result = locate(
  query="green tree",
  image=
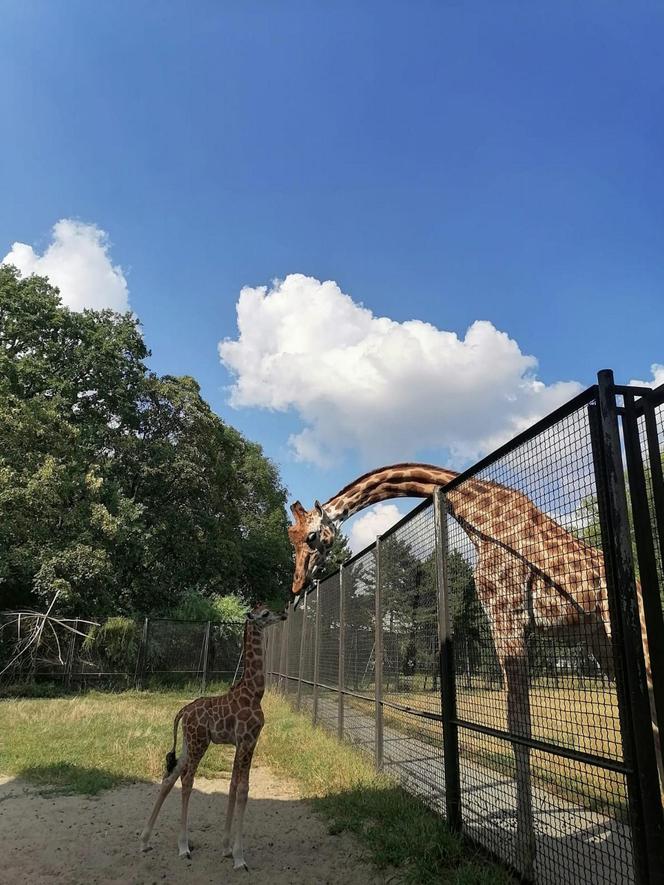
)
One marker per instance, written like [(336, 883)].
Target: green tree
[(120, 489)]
********************
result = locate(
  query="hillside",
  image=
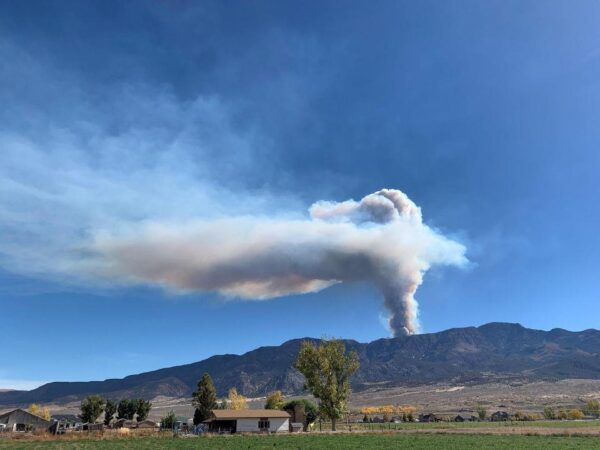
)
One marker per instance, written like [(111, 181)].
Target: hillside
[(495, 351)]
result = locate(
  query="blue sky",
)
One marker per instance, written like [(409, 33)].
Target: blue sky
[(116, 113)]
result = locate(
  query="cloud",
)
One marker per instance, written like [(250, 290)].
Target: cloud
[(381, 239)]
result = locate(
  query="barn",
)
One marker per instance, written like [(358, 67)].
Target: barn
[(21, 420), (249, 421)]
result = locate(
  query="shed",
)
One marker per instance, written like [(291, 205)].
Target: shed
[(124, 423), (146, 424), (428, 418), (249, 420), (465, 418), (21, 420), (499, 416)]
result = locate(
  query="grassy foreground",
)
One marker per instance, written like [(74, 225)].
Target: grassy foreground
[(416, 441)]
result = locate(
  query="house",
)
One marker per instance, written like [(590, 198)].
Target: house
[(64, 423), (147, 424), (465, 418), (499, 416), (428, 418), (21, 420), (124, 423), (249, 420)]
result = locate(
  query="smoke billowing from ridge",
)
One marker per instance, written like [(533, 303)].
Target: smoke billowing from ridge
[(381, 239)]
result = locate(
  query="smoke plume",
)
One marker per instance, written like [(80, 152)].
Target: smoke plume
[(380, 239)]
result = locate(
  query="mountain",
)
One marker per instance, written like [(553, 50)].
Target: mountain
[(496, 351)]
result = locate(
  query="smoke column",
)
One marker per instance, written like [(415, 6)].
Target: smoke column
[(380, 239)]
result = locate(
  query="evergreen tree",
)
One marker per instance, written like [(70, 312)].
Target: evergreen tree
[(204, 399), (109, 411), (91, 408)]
********************
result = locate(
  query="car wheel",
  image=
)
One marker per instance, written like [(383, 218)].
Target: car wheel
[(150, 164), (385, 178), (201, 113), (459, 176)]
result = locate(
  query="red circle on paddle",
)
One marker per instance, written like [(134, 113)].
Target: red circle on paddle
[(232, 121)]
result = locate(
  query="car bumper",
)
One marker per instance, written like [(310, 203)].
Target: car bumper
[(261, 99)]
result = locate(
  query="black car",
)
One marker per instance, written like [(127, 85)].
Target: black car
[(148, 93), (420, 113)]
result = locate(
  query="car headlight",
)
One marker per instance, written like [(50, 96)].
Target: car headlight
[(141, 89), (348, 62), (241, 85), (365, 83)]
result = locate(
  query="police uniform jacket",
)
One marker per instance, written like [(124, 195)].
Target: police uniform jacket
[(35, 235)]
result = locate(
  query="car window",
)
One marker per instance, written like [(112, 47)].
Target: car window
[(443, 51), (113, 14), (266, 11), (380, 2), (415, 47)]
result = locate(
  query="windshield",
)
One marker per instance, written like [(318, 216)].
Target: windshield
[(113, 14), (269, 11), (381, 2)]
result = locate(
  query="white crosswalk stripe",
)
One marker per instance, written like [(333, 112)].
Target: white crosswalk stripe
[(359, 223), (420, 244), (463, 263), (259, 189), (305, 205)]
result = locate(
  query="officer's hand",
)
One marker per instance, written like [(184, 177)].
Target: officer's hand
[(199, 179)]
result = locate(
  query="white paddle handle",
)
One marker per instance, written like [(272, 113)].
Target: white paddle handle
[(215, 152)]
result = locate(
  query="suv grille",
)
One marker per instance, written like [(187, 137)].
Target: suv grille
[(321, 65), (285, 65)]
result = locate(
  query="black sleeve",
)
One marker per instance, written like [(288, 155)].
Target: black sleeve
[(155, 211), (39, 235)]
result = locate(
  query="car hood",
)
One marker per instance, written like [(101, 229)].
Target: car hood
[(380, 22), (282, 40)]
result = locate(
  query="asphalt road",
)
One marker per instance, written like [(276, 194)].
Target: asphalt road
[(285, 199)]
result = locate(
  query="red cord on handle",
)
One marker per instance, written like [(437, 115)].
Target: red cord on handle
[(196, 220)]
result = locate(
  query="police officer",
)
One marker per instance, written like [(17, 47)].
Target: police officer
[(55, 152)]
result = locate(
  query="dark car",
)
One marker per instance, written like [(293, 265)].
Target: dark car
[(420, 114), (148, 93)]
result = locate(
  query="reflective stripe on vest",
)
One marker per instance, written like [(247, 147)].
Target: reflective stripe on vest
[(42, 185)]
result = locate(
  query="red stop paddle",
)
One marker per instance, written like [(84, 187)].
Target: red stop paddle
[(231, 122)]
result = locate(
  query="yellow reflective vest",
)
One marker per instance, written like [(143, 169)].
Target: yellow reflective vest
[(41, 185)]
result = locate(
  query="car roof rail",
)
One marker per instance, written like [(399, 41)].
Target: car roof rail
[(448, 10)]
********************
=== Görev ===
Yukarıdaki satırlardan "foreground" dizgesini içerenlerin tamamını bir araya getiriniz. Büyük ve küçük harf ayrımı dikkate alınmalıdır.

=== Eksiksiz Yanıt ===
  query="grassy foreground",
Target: grassy foreground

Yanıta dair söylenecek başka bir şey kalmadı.